═════ Entries

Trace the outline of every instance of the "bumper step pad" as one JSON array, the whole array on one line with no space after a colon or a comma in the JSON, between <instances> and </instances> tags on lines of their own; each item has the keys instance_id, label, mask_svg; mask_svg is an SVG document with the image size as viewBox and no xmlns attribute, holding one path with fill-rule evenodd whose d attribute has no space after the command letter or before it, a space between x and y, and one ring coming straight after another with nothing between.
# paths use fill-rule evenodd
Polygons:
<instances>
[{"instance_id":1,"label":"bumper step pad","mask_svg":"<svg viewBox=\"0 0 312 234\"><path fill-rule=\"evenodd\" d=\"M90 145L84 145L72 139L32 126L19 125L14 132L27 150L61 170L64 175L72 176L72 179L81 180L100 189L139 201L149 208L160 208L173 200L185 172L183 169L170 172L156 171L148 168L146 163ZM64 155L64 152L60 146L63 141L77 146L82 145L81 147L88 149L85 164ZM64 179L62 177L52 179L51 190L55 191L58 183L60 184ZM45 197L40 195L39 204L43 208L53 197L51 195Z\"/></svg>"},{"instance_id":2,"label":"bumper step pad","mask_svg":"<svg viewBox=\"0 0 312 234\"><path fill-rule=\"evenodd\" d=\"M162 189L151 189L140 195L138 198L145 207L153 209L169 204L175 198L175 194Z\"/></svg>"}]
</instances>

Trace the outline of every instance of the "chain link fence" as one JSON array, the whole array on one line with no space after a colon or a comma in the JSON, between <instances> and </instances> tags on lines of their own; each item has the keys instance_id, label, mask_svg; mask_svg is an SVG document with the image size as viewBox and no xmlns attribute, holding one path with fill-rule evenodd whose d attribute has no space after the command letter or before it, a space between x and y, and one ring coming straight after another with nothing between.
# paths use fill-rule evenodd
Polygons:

══════════

## Job
Return every line of the listing above that contains the word "letter", copied unchanged and in its original order.

## Expected answer
Trace the outline of every instance of the "bumper step pad" as one JSON array, the whole array on one line with no space after a colon or a comma in the JSON, between <instances> and </instances> tags on lines of their own; each item has the keys instance_id, label, mask_svg; mask_svg is an SVG document with the image size as viewBox and no xmlns attribute, holding one path with fill-rule evenodd whose d attribute has no space after the command letter or before it, a space between x and y, and one ring coming straight after another with nothing between.
Trace the outline of every instance of the "chain link fence" as one JSON array, the whole array on one line with no space after a colon or a comma in the JSON, between <instances> and </instances> tags on lines of their own; each item has the keys instance_id, label, mask_svg; mask_svg is an SVG document with the image size as viewBox and no xmlns attribute, holding one path with fill-rule evenodd whose d attribute has no space after the command letter or before it, a space between x and y, and one ring coming straight after another with nothing between.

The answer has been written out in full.